::: RECORDS FOR THIS EXERCISE
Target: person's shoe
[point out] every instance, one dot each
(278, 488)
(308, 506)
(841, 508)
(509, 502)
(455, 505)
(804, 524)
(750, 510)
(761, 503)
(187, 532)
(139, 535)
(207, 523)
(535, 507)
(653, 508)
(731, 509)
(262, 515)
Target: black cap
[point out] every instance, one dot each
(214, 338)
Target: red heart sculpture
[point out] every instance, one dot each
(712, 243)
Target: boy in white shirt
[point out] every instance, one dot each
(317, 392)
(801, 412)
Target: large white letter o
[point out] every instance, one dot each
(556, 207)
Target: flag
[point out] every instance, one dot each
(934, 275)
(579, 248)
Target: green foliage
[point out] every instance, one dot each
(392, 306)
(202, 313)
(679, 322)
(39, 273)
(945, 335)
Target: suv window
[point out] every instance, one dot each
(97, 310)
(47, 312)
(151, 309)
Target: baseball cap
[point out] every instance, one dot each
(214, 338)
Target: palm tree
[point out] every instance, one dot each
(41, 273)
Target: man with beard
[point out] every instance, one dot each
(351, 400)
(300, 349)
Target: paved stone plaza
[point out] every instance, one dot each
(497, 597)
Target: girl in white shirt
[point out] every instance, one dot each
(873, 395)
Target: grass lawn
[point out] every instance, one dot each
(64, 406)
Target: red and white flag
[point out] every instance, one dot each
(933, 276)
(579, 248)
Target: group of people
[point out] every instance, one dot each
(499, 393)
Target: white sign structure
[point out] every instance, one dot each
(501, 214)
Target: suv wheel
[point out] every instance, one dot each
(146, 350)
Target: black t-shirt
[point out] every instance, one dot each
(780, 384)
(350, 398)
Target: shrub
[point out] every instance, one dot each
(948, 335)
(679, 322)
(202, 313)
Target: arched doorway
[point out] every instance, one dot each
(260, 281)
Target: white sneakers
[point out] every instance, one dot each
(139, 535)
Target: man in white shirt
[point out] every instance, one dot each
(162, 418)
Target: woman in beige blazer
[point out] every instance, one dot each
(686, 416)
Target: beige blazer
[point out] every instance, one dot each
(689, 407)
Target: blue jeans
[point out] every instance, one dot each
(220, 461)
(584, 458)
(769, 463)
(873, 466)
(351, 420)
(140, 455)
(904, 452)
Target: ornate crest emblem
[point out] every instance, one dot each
::::::
> **STATED GOAL**
Copy out the entries from the line holding "Target: white sneakers" through the end of the entries, inclusive, with the requests kept in place. Shift every coordinate value in the answers by -23.

> **COMPLETE RESPONSE**
Target: white sneakers
[point out] every instance, one dot each
(116, 512)
Target: man in white shirt
[point out] every instance, one dot each
(139, 395)
Target: woman in beige blazer
[point out] every instance, one dot each
(663, 393)
Target: beige blazer
[point out] every instance, one dot each
(666, 384)
Target: blue jeans
[point out] every instance, one dot each
(197, 438)
(561, 435)
(746, 440)
(850, 443)
(328, 397)
(117, 432)
(881, 429)
Target: ornate crest emblem
[point out] every instance, one dot each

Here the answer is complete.